Supplied records Start Marker

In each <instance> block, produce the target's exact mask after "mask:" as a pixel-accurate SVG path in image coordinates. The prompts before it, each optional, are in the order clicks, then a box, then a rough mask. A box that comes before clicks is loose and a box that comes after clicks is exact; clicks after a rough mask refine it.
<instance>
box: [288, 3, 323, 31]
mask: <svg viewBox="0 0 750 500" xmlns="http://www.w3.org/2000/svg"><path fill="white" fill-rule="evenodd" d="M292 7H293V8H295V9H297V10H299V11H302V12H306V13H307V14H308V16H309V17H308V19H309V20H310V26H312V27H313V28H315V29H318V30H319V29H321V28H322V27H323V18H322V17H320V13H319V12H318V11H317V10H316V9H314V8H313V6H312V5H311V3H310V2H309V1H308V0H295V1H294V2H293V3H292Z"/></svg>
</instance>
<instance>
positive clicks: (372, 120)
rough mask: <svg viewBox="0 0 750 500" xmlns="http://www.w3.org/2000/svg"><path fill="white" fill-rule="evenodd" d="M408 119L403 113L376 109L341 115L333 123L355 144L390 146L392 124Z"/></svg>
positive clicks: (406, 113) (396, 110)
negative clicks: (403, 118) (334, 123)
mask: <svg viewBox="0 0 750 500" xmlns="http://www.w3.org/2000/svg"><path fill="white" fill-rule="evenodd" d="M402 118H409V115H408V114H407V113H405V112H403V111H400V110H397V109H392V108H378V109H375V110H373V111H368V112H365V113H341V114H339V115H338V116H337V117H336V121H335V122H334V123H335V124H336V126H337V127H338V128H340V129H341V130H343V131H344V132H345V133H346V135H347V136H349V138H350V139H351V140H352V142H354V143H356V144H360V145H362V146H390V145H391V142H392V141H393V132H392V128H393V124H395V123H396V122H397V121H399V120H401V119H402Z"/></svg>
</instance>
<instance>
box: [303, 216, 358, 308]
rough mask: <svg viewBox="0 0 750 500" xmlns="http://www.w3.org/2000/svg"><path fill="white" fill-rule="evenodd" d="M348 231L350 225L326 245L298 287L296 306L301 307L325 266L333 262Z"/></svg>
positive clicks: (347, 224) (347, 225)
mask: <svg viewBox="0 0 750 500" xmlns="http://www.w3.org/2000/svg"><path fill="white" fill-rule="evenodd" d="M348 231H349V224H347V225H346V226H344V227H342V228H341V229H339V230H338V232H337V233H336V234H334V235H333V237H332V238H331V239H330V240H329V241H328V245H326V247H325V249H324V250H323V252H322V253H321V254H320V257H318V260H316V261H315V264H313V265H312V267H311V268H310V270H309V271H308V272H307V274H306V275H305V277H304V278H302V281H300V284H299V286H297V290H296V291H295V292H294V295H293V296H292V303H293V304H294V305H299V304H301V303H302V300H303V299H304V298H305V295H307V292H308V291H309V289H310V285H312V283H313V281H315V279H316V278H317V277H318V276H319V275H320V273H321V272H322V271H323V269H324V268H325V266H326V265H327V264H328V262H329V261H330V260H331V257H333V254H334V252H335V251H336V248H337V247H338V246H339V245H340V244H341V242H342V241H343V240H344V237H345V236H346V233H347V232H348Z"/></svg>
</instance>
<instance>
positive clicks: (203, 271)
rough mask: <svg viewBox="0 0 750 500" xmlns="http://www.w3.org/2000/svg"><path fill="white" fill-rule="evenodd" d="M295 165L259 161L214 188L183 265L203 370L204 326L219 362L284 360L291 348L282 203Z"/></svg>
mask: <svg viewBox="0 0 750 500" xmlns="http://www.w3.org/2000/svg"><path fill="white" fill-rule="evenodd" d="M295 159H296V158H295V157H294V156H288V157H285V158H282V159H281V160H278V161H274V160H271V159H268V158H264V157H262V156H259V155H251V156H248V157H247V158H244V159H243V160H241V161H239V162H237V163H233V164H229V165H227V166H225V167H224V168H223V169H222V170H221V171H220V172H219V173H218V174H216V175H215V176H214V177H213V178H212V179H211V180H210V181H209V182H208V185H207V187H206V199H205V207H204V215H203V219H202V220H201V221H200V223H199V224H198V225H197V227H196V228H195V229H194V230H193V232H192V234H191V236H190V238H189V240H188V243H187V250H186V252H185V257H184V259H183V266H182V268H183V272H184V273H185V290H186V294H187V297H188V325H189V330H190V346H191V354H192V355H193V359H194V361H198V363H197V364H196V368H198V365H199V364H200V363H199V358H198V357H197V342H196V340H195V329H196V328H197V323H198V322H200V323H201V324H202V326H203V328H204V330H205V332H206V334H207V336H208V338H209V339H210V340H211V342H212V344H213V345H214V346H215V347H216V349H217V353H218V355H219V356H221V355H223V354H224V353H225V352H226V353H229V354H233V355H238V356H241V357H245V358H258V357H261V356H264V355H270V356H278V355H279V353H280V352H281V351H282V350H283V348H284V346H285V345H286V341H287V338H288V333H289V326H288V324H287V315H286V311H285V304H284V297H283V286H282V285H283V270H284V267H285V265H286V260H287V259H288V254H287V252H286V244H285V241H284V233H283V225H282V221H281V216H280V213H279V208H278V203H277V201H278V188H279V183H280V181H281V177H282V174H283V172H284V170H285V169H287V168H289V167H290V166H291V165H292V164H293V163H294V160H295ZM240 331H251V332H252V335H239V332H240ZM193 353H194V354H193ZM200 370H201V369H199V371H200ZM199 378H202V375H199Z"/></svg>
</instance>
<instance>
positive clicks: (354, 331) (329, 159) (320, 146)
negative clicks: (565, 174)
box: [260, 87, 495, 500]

Supplied records End Marker

Try it: Send back each record exactly, and include them all.

Completed task:
In each <instance> block, produce the target's exact mask after "mask:" as a pixel-accurate SVG path in image coordinates. The prompts before it, each optional, are in the order clicks, then a box, then a rough mask. A box that comes before clicks is loose and a box that comes after clicks is exact; clicks after a rough mask refine it.
<instance>
box: [288, 3, 323, 31]
mask: <svg viewBox="0 0 750 500" xmlns="http://www.w3.org/2000/svg"><path fill="white" fill-rule="evenodd" d="M292 7H293V8H295V9H297V10H299V11H302V12H306V13H307V14H308V16H309V17H308V19H309V20H310V26H312V27H313V28H315V29H318V30H319V29H321V28H322V27H323V18H322V17H320V13H319V12H318V11H317V10H316V9H314V8H313V6H312V5H311V3H310V2H309V1H308V0H295V1H294V2H293V3H292Z"/></svg>
</instance>
<instance>
positive clicks: (372, 120)
rough mask: <svg viewBox="0 0 750 500" xmlns="http://www.w3.org/2000/svg"><path fill="white" fill-rule="evenodd" d="M408 119L403 113L376 109L341 115L333 123L355 144L390 146L392 124Z"/></svg>
positive clicks: (406, 113) (396, 110)
negative clicks: (403, 118) (334, 123)
mask: <svg viewBox="0 0 750 500" xmlns="http://www.w3.org/2000/svg"><path fill="white" fill-rule="evenodd" d="M402 118H409V115H408V114H407V113H405V112H403V111H400V110H397V109H392V108H378V109H375V110H373V111H368V112H365V113H341V114H339V115H338V116H337V117H336V121H335V122H334V123H335V124H336V126H337V127H338V128H340V129H341V130H343V131H344V132H345V133H346V135H347V136H349V138H350V139H351V140H352V142H354V143H356V144H360V145H362V146H390V145H391V142H392V141H393V132H392V128H393V124H395V123H396V122H397V121H399V120H401V119H402Z"/></svg>
</instance>
<instance>
box: [303, 216, 358, 308]
rough mask: <svg viewBox="0 0 750 500" xmlns="http://www.w3.org/2000/svg"><path fill="white" fill-rule="evenodd" d="M348 231L350 225L326 245L298 287L296 306L301 307L325 266L333 262Z"/></svg>
positive clicks: (347, 224) (347, 225)
mask: <svg viewBox="0 0 750 500" xmlns="http://www.w3.org/2000/svg"><path fill="white" fill-rule="evenodd" d="M348 231H349V224H347V225H346V226H344V227H342V228H341V229H339V230H338V232H337V233H336V234H334V235H333V237H332V238H331V239H330V240H329V241H328V245H326V247H325V249H324V250H323V252H322V253H321V254H320V257H318V260H316V261H315V264H313V265H312V267H311V268H310V270H309V271H308V272H307V274H306V275H305V277H304V278H302V281H300V284H299V286H297V290H296V291H295V292H294V295H293V296H292V303H293V304H294V305H299V304H301V303H302V300H303V299H304V298H305V295H307V292H308V291H309V289H310V285H312V283H313V281H315V279H316V278H317V277H318V276H319V275H320V273H321V272H322V271H323V269H324V268H325V266H326V265H327V264H328V262H329V261H330V260H331V257H333V254H334V252H335V251H336V248H337V247H338V246H339V245H340V244H341V242H342V241H343V240H344V237H345V236H346V233H347V232H348Z"/></svg>
</instance>
<instance>
positive clicks: (203, 271)
rough mask: <svg viewBox="0 0 750 500" xmlns="http://www.w3.org/2000/svg"><path fill="white" fill-rule="evenodd" d="M295 165L259 161L214 188L183 265L203 370L204 326L219 362L284 360L291 348L282 203Z"/></svg>
mask: <svg viewBox="0 0 750 500" xmlns="http://www.w3.org/2000/svg"><path fill="white" fill-rule="evenodd" d="M295 159H296V158H295V157H294V156H288V157H285V158H282V159H281V160H278V161H274V160H271V159H268V158H264V157H262V156H259V155H251V156H248V157H247V158H244V159H243V160H241V161H239V162H237V163H233V164H229V165H227V166H225V167H224V168H223V169H222V170H221V171H220V172H219V173H218V174H216V175H215V176H214V177H213V178H212V179H211V180H210V181H209V182H208V185H207V187H206V199H205V207H204V215H203V219H202V220H201V221H200V223H199V224H198V225H197V227H196V228H195V229H194V230H193V232H192V234H191V236H190V238H189V240H188V243H187V250H186V252H185V257H184V259H183V266H182V268H183V272H184V273H185V290H186V294H187V297H188V325H189V330H190V346H191V354H192V355H193V359H194V361H198V363H197V364H196V368H198V365H199V364H200V363H199V358H198V357H197V342H196V340H195V329H196V328H197V323H198V322H200V323H201V324H202V326H203V328H204V330H205V332H206V334H207V336H208V338H209V339H210V340H211V342H212V344H213V345H214V346H215V347H216V349H217V353H218V355H219V356H221V355H223V354H224V353H225V352H226V353H229V354H233V355H238V356H241V357H245V358H258V357H261V356H264V355H270V356H278V355H279V353H280V352H281V351H282V350H283V348H284V346H285V345H286V341H287V338H288V333H289V326H288V324H287V315H286V311H285V304H284V297H283V286H282V285H283V270H284V267H285V265H286V260H287V259H288V254H287V252H286V244H285V241H284V233H283V225H282V221H281V216H280V213H279V208H278V203H277V201H278V188H279V183H280V181H281V177H282V174H283V172H284V170H285V169H287V168H289V167H290V166H291V165H292V164H293V163H294V160H295ZM240 331H251V332H252V335H239V332H240ZM193 353H194V354H193ZM200 370H201V369H199V371H200ZM199 378H202V375H199Z"/></svg>
</instance>
<instance>
positive clicks: (354, 331) (329, 159) (320, 146)
negative clicks: (565, 174)
box: [260, 87, 495, 500]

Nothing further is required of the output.